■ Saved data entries
____________
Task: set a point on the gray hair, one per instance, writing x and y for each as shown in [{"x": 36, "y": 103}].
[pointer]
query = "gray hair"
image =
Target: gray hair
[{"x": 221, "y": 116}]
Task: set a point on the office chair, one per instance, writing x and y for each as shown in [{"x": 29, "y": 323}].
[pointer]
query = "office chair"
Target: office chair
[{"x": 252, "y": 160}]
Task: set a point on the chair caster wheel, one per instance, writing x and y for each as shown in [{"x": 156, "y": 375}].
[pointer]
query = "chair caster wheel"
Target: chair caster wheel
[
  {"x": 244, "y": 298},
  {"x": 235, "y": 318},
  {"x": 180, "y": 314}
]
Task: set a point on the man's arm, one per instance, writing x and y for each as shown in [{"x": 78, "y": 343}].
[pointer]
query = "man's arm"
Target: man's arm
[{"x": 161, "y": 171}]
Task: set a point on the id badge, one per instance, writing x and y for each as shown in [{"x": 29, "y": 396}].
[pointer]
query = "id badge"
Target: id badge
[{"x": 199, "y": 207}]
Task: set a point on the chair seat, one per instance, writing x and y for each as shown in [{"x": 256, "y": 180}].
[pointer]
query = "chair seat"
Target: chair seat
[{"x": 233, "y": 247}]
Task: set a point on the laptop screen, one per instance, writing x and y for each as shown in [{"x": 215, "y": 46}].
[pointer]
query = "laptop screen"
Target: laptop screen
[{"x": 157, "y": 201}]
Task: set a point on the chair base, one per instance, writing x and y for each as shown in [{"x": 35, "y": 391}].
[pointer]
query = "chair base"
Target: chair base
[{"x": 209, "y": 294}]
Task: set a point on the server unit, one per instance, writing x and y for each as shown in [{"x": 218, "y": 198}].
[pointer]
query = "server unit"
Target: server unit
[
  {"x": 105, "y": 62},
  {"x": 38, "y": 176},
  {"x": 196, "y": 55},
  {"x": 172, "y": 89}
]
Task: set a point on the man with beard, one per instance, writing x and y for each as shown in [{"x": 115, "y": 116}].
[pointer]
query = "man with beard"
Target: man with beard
____________
■ Task objective
Exactly reproduce every record.

■ Written solution
Task: set a point on the gray hair, one per instance, writing x and y for each as shown in [{"x": 36, "y": 103}].
[pointer]
query = "gray hair"
image =
Target: gray hair
[{"x": 221, "y": 116}]
Task: set a point on the office chair, one per instance, writing x and y for each as shown in [{"x": 29, "y": 323}].
[pointer]
query = "office chair"
Target: office chair
[{"x": 252, "y": 160}]
Task: set a point on the chair caster wheel, one per instance, writing x and y for each as shown in [{"x": 156, "y": 375}].
[pointer]
query = "chair caster wheel"
Target: chair caster wheel
[
  {"x": 244, "y": 298},
  {"x": 235, "y": 318},
  {"x": 180, "y": 314}
]
Task: set a point on the man's arm, one per instance, writing x and y for each as shown in [{"x": 78, "y": 343}].
[pointer]
query = "man's arm"
Target: man's arm
[{"x": 161, "y": 171}]
Task: set a point on the id badge, one per instance, writing x and y for each as shown in [{"x": 29, "y": 396}].
[pointer]
query = "id badge"
Target: id badge
[{"x": 199, "y": 207}]
Task: set a point on the chair seat, one per instance, writing x and y for each as shown in [{"x": 256, "y": 180}].
[pointer]
query = "chair seat"
Target: chair seat
[{"x": 233, "y": 247}]
Task: set a point on the laptop screen, one per instance, writing x and y for each as shown in [{"x": 215, "y": 46}].
[pointer]
query = "laptop screen"
Target: laptop screen
[{"x": 157, "y": 201}]
Task: set a point on the chair base, one per instance, writing x and y for each as shown in [{"x": 35, "y": 391}].
[pointer]
query = "chair base"
Target: chair base
[{"x": 209, "y": 294}]
Task: set a point on the server unit, one per instance, writing x and y for each as shown in [{"x": 218, "y": 198}].
[pointer]
query = "server unit"
Target: server unit
[
  {"x": 105, "y": 62},
  {"x": 38, "y": 176},
  {"x": 196, "y": 55},
  {"x": 172, "y": 89}
]
Task: set a point on the man with beard, one per instance, writing x and y for each as shown in [{"x": 115, "y": 116}].
[pointer]
query = "man with beard"
Target: man with beard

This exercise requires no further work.